Print nothing but the lines below starting at the line that holds "pin the tall tree, one dot per instance" and ending at the line that holds "pin the distant tree line, one", including both, each exactly as written.

(Beginning of Available records)

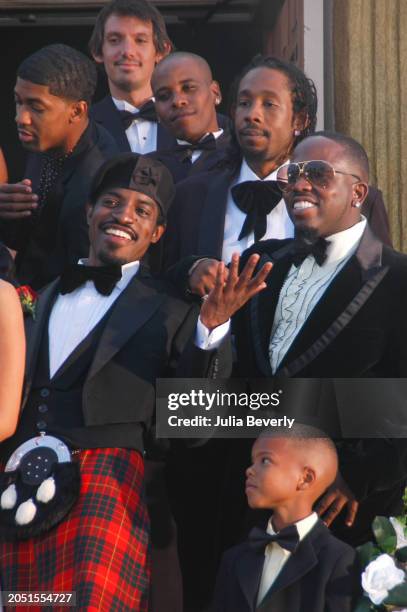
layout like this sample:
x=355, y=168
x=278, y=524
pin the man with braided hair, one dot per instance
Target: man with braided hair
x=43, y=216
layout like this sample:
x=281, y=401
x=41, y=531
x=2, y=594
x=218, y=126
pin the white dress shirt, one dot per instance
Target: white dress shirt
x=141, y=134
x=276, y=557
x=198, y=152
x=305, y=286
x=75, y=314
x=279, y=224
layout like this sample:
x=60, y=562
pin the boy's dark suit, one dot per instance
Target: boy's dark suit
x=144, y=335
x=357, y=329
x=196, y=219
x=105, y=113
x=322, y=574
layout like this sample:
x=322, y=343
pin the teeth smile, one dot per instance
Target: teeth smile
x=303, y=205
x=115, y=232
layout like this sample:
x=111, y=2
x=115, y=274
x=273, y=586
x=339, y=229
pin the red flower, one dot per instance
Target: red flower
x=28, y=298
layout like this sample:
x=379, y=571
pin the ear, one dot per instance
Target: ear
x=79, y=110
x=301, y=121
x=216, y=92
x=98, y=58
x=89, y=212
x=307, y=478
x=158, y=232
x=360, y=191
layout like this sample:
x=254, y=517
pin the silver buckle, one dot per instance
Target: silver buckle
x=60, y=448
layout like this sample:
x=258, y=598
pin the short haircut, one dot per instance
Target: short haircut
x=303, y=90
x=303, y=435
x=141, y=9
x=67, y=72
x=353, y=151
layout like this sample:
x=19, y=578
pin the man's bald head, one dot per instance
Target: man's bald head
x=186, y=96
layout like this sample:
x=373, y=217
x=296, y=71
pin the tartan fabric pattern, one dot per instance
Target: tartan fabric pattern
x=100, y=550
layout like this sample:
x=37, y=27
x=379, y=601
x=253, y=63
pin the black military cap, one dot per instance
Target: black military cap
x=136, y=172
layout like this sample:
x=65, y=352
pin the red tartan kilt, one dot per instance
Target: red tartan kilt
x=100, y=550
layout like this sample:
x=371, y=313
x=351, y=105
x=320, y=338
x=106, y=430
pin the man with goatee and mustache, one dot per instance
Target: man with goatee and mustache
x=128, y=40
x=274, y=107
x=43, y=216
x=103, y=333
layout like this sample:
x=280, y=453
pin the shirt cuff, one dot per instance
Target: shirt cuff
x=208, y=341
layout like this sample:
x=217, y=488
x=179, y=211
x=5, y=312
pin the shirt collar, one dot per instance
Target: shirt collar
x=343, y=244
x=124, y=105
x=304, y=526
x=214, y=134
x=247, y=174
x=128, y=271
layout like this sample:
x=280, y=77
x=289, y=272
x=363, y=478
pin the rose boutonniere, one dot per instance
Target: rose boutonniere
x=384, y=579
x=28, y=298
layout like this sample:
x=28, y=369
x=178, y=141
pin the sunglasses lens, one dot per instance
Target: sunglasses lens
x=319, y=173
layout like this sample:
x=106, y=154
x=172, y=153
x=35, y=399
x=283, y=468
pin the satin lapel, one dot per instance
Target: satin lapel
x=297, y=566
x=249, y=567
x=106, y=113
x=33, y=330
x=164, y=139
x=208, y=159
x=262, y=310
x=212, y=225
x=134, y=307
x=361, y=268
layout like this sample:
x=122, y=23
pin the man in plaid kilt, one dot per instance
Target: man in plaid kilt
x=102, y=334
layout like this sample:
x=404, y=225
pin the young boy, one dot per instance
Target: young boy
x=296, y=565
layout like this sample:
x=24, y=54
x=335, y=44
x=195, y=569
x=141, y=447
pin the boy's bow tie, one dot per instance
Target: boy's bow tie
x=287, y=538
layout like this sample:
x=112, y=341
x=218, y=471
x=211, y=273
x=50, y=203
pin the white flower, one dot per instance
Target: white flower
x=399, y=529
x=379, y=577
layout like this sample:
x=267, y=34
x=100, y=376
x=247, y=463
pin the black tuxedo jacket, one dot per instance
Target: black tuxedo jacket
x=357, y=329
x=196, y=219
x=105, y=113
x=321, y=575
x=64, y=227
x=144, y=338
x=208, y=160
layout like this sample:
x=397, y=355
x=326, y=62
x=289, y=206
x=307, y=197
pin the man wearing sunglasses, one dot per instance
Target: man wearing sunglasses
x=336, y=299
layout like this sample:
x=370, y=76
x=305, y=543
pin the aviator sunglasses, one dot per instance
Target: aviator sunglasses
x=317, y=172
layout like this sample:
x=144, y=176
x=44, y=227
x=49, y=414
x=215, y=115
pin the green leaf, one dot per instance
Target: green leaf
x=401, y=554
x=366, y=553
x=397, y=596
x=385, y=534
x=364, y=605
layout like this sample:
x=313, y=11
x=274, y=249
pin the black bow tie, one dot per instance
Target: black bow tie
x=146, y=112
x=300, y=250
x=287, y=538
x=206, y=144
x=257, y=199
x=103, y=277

(End of Available records)
(Beginning of Available records)

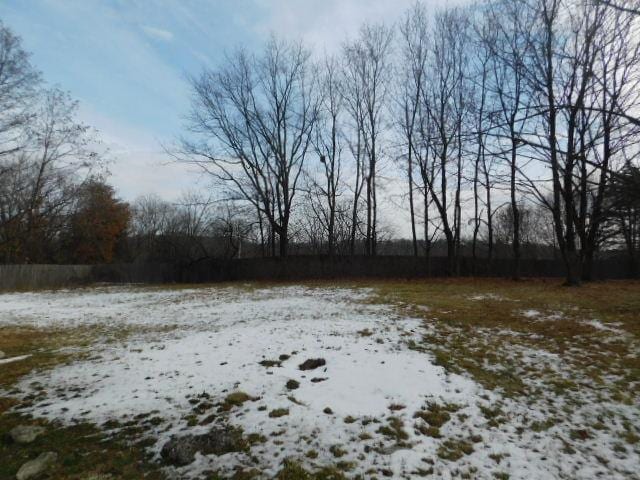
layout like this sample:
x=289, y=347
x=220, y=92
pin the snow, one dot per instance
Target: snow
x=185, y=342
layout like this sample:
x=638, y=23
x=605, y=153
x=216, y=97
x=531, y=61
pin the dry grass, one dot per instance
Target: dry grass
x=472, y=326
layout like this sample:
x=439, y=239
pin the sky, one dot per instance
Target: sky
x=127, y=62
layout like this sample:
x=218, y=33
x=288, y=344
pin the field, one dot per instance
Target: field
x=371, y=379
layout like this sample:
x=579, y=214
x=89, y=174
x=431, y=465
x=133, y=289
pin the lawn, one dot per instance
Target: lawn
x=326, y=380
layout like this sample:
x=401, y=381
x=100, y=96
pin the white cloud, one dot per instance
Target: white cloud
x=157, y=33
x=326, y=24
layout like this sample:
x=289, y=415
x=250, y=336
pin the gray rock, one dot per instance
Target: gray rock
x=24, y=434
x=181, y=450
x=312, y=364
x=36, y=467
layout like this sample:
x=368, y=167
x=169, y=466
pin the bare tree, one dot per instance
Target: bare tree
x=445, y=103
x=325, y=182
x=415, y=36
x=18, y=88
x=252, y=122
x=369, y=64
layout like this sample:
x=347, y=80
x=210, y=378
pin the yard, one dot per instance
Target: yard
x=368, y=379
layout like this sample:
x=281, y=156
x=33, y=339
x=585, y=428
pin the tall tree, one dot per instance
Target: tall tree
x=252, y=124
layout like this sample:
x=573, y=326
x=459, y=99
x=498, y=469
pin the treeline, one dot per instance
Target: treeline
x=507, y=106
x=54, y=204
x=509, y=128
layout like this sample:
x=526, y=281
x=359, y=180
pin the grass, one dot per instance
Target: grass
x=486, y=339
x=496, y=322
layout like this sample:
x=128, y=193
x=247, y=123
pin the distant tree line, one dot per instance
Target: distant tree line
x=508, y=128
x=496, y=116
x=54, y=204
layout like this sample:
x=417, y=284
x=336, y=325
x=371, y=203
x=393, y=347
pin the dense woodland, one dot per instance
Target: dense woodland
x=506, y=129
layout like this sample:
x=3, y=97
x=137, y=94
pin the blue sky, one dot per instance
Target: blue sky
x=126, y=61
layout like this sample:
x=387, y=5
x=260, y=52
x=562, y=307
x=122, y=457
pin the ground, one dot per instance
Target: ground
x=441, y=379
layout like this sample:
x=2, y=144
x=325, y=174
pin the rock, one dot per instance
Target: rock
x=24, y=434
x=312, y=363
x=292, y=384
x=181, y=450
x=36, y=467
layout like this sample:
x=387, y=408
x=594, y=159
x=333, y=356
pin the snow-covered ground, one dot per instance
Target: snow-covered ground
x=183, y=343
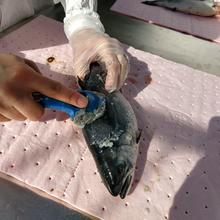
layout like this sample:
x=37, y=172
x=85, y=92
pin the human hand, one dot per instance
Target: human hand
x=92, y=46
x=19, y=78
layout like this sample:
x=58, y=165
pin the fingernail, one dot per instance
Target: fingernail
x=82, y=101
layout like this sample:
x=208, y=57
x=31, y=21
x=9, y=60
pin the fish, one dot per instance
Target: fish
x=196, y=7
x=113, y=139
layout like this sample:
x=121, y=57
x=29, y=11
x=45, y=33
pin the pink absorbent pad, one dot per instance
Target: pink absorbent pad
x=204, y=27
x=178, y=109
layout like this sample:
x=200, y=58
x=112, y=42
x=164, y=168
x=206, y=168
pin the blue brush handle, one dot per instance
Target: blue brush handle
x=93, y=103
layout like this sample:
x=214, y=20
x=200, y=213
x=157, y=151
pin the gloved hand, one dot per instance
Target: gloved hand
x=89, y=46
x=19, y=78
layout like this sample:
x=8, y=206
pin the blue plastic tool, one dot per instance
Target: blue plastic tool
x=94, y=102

(End of Available records)
(Beginning of Available records)

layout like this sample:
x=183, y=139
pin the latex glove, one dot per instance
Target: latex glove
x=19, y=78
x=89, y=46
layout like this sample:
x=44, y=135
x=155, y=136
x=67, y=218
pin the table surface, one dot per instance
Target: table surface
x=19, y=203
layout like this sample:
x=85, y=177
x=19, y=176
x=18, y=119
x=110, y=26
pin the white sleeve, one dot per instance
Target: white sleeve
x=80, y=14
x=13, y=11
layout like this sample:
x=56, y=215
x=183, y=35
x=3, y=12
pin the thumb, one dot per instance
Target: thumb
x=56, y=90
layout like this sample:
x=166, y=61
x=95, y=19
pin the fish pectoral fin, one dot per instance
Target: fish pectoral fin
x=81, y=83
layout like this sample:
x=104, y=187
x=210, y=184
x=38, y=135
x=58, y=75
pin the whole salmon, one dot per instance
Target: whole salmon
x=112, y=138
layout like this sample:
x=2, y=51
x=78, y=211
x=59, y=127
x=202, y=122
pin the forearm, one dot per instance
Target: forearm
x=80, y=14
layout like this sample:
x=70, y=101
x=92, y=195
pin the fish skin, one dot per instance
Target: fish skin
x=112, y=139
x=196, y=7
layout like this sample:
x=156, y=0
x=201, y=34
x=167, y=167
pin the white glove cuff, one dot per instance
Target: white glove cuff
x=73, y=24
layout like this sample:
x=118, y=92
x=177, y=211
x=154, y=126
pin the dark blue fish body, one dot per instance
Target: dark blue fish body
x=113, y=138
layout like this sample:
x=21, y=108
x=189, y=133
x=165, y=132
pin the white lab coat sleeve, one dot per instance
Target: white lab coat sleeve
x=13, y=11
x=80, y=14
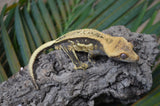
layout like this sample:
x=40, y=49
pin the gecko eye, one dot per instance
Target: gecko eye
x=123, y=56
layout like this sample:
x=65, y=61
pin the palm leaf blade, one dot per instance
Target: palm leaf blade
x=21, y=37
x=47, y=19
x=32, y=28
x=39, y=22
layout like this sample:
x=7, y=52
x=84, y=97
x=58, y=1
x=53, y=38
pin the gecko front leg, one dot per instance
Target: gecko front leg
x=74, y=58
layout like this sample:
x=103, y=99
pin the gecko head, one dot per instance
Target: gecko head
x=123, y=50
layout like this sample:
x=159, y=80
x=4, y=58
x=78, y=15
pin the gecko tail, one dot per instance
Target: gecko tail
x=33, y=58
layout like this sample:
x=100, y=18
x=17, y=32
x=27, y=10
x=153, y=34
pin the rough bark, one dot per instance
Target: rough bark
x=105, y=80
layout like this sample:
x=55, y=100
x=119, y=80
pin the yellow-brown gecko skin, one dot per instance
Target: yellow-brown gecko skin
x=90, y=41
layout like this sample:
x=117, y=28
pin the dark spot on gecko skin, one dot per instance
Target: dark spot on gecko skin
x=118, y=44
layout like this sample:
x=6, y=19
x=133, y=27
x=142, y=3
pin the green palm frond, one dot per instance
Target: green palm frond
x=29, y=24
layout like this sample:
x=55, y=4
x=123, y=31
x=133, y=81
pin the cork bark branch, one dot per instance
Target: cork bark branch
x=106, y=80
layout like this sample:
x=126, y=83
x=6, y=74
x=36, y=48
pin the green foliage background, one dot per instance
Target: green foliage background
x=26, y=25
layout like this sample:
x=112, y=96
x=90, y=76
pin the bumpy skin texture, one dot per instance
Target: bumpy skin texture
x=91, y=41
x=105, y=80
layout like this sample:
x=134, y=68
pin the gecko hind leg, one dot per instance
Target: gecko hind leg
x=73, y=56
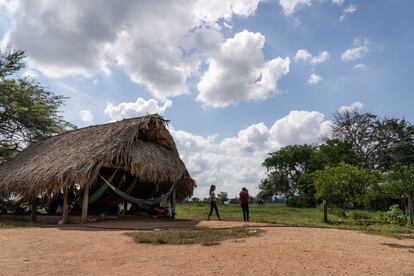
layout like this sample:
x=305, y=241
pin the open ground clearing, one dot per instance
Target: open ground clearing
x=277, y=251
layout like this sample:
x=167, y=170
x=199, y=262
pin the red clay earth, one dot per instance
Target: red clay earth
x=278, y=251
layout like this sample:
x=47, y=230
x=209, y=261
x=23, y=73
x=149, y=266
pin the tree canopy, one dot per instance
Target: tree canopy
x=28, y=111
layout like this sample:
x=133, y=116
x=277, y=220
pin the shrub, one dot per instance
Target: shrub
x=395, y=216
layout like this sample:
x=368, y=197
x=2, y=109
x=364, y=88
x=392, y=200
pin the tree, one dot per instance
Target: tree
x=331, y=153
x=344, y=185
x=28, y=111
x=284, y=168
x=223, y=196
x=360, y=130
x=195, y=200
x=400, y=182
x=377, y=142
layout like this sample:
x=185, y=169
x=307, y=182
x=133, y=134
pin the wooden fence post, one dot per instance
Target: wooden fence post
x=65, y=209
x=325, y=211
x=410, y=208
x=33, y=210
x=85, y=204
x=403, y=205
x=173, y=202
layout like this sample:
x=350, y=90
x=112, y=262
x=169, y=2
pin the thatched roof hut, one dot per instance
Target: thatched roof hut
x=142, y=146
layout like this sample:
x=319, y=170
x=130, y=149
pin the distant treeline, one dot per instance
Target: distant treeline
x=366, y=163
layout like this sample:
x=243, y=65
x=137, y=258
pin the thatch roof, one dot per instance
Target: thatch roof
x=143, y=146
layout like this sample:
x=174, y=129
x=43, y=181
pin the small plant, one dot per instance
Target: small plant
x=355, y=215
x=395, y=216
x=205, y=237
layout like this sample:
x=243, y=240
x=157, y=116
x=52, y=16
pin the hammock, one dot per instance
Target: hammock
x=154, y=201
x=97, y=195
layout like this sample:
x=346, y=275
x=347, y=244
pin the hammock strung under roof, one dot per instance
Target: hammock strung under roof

(End of Available records)

**Answer for the task**
pin the tall tree, one dot per instance
Target: tall tree
x=252, y=124
layout like this sample:
x=573, y=326
x=459, y=99
x=498, y=469
pin the treeline, one dot per instance
Target: treeline
x=507, y=106
x=54, y=204
x=509, y=128
layout like this sample:
x=526, y=281
x=359, y=180
pin the grass, one dot per instance
Target: grass
x=486, y=339
x=496, y=322
layout like this sample:
x=128, y=193
x=247, y=123
pin the distant tree line, one dot per instance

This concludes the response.